READING TEXT
Posted January 19, 2012
As befitting a day when, for the president, political interest trumped the national interest, he opened his 2012 campaign advertising with a commercial touting – wait for it – his energy accomplishments. And they say irony is dead. The commercial links to a webpage trumpeting the president “Boosting Domestic Energy Production.”
While it is great that the president recognizes Americans’ overwhelming support for increased domestic oil and natural gas production, any gains made in the past few years have happened not because of the president’s policies, but in spite of them. Consider this: The area of energy production the president has the most control over is drilling on federal lands. In a study we released yesterday, this is what boosting domestic energy production looks like in the Western states:
Leases? Down. Permits? Down. Wells? Down. And not just by a little. Now, I know what you’re thinking: This is because of the struggling economy, right? No.
Permitting on non-federal lands has rebounded. So what does this mean? Well, it means fewer wells in the future.
And less government revenue:
And activity onshore in the West is only part of the story. The president has also put forward a fig-leaf of a 5-year plan (which, for example, puts the waters off Virginia off-limits, even though drilling has bi-partisan support in the state) and has pursued a permitting slowdown in the Gulf that already has led to the departure of 11 rigs and more than $21 billion in capital investments, while costing 90,000 jobs. And then there’s hydraulic fracturing. One more chart, this one from IER on federal production versus production in North Dakota, which is by the way, 96 percent non-federal land.

STORED RECORDS
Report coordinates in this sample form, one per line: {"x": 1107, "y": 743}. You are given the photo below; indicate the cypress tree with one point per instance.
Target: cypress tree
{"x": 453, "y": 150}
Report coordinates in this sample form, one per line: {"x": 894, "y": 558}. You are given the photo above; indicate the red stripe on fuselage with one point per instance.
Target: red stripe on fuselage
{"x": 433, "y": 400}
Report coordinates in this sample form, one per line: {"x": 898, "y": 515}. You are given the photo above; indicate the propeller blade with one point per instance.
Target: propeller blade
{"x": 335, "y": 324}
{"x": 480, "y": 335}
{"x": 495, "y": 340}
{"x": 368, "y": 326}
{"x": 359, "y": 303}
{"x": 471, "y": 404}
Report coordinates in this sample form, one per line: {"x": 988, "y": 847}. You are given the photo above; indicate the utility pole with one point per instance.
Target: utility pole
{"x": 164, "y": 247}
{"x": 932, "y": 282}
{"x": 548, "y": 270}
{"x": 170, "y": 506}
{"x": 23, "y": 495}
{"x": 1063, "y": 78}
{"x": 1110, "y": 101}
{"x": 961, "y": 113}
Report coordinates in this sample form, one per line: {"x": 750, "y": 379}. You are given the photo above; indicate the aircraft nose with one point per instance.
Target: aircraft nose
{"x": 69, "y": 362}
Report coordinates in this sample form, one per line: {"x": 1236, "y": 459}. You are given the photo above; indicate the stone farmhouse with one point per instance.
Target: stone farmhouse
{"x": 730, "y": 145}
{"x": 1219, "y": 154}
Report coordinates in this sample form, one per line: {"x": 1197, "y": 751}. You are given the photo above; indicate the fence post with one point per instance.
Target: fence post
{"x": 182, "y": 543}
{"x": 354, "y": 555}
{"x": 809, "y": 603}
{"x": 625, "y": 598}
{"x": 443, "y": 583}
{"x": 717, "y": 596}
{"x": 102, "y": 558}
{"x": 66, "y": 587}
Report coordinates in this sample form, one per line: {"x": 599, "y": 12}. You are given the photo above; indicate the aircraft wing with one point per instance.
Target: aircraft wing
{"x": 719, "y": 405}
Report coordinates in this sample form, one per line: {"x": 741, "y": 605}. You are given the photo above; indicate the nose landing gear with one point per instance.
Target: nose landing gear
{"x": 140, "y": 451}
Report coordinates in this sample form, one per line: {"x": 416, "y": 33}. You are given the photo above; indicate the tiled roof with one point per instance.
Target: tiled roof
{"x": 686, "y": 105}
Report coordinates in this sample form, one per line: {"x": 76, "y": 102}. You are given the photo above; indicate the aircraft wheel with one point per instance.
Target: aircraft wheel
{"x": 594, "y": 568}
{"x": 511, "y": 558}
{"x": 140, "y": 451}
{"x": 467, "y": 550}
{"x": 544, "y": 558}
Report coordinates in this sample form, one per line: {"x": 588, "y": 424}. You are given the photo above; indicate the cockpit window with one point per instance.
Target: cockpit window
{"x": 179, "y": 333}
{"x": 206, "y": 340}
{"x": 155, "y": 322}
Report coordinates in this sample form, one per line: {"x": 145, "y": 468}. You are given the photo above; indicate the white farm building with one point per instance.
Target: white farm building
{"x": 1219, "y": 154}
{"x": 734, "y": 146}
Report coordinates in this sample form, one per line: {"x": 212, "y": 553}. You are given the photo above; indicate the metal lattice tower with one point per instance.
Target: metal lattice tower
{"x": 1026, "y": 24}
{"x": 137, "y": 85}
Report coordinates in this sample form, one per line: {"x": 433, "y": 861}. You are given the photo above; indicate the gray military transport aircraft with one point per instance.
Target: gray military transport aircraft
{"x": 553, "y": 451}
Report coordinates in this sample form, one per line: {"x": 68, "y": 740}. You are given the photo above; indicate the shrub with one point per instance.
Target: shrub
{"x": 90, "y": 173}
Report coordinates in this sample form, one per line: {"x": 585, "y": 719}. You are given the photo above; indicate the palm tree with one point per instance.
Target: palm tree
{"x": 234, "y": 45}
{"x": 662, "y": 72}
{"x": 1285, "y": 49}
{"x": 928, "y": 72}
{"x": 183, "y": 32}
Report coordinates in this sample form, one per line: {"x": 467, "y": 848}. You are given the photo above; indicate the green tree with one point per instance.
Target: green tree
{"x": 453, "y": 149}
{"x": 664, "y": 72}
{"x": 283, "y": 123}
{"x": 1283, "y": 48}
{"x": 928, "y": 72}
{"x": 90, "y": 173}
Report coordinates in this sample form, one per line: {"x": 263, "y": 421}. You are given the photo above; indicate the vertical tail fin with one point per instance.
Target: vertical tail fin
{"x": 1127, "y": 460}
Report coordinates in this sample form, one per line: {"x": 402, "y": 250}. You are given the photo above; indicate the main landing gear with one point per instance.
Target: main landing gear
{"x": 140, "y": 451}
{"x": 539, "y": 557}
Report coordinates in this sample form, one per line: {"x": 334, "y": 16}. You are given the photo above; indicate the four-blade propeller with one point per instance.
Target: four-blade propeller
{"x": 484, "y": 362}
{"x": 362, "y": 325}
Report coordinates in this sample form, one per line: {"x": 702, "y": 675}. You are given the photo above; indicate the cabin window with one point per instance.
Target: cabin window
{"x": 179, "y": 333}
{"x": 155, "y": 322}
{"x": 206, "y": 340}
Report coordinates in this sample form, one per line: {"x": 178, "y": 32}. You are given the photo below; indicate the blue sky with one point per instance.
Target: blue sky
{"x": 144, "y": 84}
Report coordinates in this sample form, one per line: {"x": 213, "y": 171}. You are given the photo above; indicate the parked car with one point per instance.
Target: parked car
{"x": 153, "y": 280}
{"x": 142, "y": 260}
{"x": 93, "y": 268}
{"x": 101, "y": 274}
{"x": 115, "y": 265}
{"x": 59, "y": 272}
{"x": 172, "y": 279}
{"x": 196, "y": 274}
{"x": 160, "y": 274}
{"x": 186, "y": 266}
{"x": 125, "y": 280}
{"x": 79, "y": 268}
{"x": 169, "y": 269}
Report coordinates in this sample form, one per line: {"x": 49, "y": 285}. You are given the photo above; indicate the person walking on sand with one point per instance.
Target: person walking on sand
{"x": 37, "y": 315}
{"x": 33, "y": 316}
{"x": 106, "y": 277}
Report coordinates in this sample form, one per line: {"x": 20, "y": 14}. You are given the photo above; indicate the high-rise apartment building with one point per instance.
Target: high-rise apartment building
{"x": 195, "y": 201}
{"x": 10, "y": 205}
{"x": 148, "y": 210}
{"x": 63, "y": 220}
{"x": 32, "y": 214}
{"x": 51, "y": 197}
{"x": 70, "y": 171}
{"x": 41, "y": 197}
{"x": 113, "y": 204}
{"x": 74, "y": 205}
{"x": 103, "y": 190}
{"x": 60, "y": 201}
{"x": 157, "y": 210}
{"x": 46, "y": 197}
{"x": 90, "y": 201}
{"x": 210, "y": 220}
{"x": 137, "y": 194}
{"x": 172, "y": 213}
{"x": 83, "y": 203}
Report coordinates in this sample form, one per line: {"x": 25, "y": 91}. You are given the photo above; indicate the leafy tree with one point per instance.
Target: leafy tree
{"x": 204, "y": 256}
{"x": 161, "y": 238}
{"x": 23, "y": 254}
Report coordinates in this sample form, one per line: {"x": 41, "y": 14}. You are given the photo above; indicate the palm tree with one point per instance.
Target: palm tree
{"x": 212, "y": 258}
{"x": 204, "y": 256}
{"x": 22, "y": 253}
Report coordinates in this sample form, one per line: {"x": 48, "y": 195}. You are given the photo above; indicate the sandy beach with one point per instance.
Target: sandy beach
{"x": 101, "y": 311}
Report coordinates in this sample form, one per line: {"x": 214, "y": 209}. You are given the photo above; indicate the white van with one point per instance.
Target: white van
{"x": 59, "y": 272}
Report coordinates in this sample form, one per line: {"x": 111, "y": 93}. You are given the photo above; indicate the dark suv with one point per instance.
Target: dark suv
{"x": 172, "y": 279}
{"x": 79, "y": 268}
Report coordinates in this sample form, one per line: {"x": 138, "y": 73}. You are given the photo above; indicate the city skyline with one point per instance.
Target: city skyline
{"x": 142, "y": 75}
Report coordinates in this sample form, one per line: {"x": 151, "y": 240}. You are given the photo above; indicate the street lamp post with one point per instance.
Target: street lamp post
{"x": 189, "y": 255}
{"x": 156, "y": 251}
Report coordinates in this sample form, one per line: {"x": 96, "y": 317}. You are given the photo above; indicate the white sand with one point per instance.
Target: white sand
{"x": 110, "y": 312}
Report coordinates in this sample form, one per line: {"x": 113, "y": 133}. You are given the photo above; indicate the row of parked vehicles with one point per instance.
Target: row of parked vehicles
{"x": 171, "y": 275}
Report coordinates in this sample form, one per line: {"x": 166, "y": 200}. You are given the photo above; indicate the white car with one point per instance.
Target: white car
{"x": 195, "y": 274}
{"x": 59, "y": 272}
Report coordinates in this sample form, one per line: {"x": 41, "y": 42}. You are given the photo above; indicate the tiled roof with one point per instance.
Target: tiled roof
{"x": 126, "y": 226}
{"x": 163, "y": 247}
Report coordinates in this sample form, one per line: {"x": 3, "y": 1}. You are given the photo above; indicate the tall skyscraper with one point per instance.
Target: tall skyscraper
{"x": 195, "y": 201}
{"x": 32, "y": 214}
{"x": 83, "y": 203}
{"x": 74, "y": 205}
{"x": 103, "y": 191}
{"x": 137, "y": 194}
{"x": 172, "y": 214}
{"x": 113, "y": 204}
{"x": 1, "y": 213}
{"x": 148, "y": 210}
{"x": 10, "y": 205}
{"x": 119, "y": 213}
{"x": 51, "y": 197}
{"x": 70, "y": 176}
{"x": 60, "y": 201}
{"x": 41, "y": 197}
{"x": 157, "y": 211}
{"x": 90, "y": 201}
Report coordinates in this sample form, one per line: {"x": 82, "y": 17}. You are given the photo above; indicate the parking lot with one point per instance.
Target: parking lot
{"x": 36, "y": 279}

WHAT IS ASKED
A) Answer these questions using the post on domestic energy production, one answer per line, marked (i), (ii) and (iii) to match:
(i) On what date was the post published?
(ii) How many rigs does the post say have left the Gulf because of the permitting slowdown?
(iii) What percentage of North Dakota does the post say is non-federal land?
B) Reproduce the stretch of the post on domestic energy production from "And less government" through "percent non-federal land.".
C) Continue the post on domestic energy production with what comes after its last sentence.

IN RESPONSE
A)
(i) January 19, 2012
(ii) 11
(iii) 96 percent

B)
And less government revenue:
And activity onshore in the West is only part of the story. The president has also put forward a fig-leaf of a 5-year plan (which, for example, puts the waters off Virginia off-limits, even though drilling has bi-partisan support in the state) and has pursued a permitting slowdown in the Gulf that already has led to the departure of 11 rigs and more than $21 billion in capital investments, while costing 90,000 jobs. And then there’s hydraulic fracturing. One more chart, this one from IER on federal production versus production in North Dakota, which is by the way, 96 percent non-federal land.

C)
North Dakota oil production went from 54.3 million barrels in 2008 to 104.8 million barrels in 2010 on non-federal land; on federal land it actually dropped from 8.4 million barrels to 8.2 million barrels.
The tremendous growth in North Dakota has been fueled by the extraction process of hydraulic fracturing, a process on which no less than eight agencies in the president’s administration are tripping over themselves to increase regulation. This, although the process already is well-regulated at the state level – and it’s widely recognized regulation should remain at the state level – and despite the fact that industry has developed operational guidelines and is committed to transparency and working with state officials to develop regulatory regimes that work.
As I said before, America’s energy renaissance is in spite of, not because of the president’s policies. If he really wants to boost domestic production, he should let us do our jobs of safely and responsibly developing our energy resources. And, by the way, doing so will also create jobs. Given his illogical Keystone XL decision yesterday perhaps the president hasn’t noticed, but those are needed too.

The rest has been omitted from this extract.